Consegna dell'esercizio ->
Scrivi il seguito del brano sull'assistenza domiciliare agli anziani in Italia, ripartendo subito dopo la dichiarazione di Roberto Bernabei con cui si chiude.

Brano da leggere ->
-- -- --
In Italia l’assistenza domiciliare pare sia ancora da fondare: ne beneficia appena il 2,7% degli over-65 e per una media di 20 ore di prestazioni all’anno.
In altri paesi europei, la percentuale di anziani assistiti a casa si attesta fra l’8 e il 10%, con punte del 20%, e per una media che in Europa è di 20 ore, ma al mese.
Se ne è discusso il 7 luglio al webinar “Assistenza Domiciliare Integrata (ADI): ripensare modelli e strumenti a partire da quanto imparato in emergenza”, organizzato da Italia Longeva.
“Il Covid ha rivelato che sono i vecchi fragili la debolezza intrinseca al nostro sistema e che l’assistenza domiciliare e, più in generale, le cure territoriali, rappresentano oggi la vera priorità di investimento in sanità per diminuire la pressione sugli ospedali e mettere questi ultimi nelle condizioni di fare il mestiere dell’acuzie per cui sono nati – ha detto Roberto Bernabei, Presidente di Italia Longeva e membro della CTS della Protezione Civile – curare gli anziani fragili ‘a casa loro’ significa risparmi per il servizio sanitario e vantaggi per la qualità di vita degli assistiti, che possono essere garantiti da una sanità più flessibile, più prossima e tecnologicamente avanzata”.
-- -- --
[Voci salvate]
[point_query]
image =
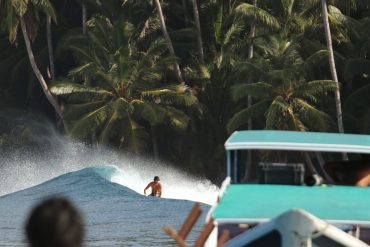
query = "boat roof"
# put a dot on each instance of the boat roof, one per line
(298, 141)
(256, 203)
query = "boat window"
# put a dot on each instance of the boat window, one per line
(324, 241)
(272, 238)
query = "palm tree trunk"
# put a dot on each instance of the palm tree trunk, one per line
(199, 33)
(38, 74)
(168, 39)
(251, 35)
(84, 18)
(153, 131)
(185, 7)
(50, 47)
(333, 69)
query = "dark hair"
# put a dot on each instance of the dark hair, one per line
(55, 222)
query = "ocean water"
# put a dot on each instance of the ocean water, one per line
(115, 215)
(105, 185)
-- -- --
Risposta qui sotto ->
Dall’incontro è emerso che sono molte le aree su cui intervenire, a partire da due punti fermi: da un lato raccogliere le migliori pratiche nel paese, studiare questo patrimonio di esperienze virtuose (siano esse pubbliche, private o miste) e puntare a replicarle su più ampia scala; dall’altro valorizzare il necessario contributo della tecnoassistenza (teleassistenza, telemedicina, domotica, ecc.), che ha mostrato tutte le sue potenzialità anche in piena pandemia.